**The data:**
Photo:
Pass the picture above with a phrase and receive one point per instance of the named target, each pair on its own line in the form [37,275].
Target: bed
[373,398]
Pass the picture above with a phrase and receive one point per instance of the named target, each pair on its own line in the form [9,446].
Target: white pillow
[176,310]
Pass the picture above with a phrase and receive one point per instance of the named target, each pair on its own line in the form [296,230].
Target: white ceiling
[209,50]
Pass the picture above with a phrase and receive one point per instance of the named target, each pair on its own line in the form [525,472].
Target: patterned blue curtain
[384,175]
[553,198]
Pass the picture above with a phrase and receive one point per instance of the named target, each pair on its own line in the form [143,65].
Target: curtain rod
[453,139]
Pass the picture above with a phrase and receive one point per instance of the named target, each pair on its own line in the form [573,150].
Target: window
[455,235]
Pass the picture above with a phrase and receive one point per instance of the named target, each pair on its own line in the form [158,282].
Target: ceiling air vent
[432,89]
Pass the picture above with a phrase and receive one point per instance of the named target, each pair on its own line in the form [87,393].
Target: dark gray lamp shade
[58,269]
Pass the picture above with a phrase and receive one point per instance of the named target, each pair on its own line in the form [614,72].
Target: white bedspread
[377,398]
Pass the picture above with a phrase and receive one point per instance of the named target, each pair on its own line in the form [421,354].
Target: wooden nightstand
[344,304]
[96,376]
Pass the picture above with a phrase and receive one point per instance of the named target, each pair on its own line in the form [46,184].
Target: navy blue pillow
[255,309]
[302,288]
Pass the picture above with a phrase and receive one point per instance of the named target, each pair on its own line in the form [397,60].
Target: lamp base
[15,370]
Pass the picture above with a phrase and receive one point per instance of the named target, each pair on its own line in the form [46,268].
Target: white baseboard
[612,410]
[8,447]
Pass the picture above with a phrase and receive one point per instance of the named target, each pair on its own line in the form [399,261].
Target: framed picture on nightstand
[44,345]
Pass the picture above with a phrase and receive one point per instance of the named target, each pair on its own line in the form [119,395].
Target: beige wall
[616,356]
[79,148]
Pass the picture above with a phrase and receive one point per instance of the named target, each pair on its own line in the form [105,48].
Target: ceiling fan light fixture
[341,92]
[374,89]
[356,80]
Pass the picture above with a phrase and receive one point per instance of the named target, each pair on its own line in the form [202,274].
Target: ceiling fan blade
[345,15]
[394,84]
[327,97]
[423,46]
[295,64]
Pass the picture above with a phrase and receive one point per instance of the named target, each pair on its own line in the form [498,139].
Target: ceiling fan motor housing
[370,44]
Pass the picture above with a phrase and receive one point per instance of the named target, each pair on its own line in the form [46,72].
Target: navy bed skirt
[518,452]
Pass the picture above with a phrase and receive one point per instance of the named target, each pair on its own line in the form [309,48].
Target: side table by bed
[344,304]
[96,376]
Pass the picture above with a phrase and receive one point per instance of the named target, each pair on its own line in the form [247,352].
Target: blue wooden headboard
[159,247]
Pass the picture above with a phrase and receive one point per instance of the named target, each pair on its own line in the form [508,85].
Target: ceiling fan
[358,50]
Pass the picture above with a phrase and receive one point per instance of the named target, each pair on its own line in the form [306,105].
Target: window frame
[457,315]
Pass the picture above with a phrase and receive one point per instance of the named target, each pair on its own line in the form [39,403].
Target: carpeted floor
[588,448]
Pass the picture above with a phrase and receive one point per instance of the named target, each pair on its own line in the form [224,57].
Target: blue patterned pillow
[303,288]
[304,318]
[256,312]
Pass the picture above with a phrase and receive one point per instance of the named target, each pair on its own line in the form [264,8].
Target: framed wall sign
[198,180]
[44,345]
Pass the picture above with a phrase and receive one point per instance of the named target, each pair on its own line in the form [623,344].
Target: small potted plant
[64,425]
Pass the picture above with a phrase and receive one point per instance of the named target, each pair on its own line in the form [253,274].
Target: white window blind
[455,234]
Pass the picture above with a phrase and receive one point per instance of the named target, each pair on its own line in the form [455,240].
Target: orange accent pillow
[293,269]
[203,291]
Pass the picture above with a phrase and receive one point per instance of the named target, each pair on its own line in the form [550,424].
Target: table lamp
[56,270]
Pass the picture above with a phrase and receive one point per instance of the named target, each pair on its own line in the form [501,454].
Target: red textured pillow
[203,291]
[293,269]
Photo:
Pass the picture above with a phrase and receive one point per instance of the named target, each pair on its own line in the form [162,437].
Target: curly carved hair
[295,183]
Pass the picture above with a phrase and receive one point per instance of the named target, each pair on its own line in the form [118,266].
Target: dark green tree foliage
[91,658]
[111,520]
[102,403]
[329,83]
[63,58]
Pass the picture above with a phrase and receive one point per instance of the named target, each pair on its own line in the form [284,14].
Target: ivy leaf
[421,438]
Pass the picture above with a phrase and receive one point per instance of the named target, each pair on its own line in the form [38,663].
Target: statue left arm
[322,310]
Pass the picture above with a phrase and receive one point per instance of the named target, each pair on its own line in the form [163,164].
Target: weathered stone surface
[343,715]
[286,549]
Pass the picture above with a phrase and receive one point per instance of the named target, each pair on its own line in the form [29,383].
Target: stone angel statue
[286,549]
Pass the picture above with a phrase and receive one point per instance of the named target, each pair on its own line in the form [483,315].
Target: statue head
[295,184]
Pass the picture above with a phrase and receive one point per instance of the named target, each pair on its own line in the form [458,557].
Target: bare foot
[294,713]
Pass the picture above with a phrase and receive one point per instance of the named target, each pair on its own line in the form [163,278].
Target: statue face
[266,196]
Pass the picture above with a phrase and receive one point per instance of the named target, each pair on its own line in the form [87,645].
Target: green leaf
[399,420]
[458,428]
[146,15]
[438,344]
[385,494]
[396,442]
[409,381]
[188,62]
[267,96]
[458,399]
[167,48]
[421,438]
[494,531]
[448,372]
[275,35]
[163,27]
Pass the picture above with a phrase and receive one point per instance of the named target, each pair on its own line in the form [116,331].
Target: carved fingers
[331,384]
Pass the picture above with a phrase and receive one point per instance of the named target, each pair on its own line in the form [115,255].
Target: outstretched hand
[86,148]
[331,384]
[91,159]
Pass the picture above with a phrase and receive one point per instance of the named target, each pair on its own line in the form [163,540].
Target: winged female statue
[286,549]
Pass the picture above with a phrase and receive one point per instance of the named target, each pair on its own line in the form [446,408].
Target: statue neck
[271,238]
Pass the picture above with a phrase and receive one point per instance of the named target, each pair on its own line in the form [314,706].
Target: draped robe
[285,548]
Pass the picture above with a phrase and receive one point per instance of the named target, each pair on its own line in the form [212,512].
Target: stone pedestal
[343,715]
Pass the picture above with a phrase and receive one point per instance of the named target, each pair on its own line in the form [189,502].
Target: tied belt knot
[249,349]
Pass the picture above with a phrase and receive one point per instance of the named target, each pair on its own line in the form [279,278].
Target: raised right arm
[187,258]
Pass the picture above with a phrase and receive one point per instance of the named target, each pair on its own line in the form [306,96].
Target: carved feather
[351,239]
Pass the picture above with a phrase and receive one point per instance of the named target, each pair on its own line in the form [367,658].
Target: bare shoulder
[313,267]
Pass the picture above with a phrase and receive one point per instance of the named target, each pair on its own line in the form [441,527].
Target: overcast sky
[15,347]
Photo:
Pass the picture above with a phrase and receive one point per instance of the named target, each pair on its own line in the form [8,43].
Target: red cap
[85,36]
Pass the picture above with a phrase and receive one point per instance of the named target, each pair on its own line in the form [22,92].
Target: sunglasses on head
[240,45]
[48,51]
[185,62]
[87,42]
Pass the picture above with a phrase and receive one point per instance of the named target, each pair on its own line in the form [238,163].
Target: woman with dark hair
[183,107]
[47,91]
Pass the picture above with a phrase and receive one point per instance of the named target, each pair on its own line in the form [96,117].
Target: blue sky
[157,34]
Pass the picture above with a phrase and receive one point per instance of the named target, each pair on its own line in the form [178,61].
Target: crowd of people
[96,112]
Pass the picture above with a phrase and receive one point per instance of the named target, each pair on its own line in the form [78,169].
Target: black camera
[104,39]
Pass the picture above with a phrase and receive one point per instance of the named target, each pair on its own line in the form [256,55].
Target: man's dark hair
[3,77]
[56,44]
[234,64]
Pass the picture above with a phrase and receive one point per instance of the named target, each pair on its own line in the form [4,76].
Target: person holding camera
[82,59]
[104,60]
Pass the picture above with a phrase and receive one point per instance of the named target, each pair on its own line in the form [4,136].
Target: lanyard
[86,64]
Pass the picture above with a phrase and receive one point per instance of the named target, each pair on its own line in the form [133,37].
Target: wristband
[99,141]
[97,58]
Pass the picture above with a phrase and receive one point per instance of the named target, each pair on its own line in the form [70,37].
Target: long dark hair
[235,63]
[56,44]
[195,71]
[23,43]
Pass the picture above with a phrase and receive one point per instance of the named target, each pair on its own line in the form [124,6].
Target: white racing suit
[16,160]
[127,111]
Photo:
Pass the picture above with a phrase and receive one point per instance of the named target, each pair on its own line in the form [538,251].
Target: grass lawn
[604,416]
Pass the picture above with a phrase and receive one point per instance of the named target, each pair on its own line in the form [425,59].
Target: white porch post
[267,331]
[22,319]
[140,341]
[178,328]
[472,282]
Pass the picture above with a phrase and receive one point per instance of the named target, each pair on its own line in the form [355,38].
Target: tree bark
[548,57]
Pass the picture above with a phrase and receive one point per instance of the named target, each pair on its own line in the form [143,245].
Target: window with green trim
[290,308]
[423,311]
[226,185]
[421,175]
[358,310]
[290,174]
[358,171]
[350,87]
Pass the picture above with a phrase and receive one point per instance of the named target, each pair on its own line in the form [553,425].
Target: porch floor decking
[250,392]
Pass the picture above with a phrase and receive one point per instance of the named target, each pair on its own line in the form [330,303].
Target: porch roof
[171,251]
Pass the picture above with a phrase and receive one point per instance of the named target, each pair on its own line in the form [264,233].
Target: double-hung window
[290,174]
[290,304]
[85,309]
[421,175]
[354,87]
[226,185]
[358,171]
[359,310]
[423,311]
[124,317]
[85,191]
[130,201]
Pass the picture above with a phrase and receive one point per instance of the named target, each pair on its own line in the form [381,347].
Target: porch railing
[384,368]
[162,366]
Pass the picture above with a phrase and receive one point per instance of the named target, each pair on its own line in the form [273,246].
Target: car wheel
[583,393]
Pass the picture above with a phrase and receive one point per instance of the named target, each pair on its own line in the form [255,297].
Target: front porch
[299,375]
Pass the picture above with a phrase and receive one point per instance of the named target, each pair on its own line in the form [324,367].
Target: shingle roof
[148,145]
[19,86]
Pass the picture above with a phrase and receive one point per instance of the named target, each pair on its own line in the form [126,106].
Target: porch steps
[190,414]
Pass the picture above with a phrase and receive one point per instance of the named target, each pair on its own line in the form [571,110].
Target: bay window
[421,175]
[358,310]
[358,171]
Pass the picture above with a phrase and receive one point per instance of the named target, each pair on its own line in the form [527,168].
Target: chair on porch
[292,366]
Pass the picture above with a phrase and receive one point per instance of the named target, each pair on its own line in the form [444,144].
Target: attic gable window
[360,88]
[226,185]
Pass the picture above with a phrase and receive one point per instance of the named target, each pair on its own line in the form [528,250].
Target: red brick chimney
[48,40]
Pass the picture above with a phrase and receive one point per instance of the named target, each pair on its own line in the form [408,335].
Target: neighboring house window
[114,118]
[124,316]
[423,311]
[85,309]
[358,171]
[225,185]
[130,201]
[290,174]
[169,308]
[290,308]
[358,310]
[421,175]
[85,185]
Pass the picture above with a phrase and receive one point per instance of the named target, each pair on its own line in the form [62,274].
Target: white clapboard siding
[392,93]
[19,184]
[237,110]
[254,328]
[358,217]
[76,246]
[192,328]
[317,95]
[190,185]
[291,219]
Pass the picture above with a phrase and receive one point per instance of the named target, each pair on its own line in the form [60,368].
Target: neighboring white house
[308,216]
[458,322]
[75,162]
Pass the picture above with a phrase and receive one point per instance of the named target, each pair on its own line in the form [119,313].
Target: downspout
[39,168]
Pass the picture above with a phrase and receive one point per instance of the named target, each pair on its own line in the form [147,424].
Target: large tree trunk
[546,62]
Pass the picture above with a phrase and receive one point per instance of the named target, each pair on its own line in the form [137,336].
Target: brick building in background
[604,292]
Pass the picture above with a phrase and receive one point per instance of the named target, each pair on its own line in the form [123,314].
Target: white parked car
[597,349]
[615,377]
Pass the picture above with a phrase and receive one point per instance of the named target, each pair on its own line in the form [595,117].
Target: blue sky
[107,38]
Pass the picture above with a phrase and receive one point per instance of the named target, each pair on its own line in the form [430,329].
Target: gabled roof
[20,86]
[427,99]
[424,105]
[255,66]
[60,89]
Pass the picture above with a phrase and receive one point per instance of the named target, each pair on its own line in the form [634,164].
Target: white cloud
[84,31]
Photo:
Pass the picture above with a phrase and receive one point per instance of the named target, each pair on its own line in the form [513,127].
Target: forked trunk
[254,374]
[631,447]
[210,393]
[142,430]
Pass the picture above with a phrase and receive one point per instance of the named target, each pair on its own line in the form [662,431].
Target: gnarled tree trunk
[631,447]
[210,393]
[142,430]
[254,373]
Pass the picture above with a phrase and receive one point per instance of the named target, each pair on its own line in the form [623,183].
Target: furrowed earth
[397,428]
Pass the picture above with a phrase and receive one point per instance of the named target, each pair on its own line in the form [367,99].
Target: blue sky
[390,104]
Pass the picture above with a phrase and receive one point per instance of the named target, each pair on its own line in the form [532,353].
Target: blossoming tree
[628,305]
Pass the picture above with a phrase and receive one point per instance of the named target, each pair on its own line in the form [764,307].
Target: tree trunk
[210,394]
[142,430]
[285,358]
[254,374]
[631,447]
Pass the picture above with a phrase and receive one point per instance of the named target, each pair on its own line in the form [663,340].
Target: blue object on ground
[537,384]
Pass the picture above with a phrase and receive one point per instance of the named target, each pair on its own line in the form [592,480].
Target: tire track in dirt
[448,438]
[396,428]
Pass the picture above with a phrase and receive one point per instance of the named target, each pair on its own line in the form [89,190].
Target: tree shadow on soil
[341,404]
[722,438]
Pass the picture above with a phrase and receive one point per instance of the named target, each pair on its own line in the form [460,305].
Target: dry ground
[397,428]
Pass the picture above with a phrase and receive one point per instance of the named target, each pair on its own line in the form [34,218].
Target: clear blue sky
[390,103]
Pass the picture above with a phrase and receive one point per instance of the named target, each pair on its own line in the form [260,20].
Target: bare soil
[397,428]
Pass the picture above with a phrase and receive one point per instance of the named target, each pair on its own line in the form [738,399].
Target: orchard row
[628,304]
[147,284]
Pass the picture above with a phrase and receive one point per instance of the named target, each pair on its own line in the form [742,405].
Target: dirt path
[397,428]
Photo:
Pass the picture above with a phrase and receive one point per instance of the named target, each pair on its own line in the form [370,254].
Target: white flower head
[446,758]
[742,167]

**Exercise requirements:** Please output the lines of the listing above that fall in the stretch from the one with "Target: forked trunk" through the one with "the form [764,307].", exactly and only those.

**Exercise result:**
Target: forked trunk
[254,374]
[631,447]
[210,393]
[142,430]
Pass the picture above with a phrase and receive one point per instance of the named target, each pair on its own line in the form [662,431].
Target: gnarled tree trunk
[631,447]
[210,393]
[142,430]
[254,373]
Pass the picture above with a phrase and receive one point per instance of the named target, each pair on its own line in the form [623,183].
Target: furrowed earth
[397,428]
Pass the picture above with a phrase and receive one point per instance of the named target, each pair on its own line in the form [367,99].
Target: blue sky
[390,104]
Pass the picture above with a phrase and receive one point per instance of the named target, each pair on its own line in the form [532,353].
Target: blossoming tree
[628,305]
Pass the picture above with a phrase and receive one point per instance of the named target, each pair on its own line in the form [764,307].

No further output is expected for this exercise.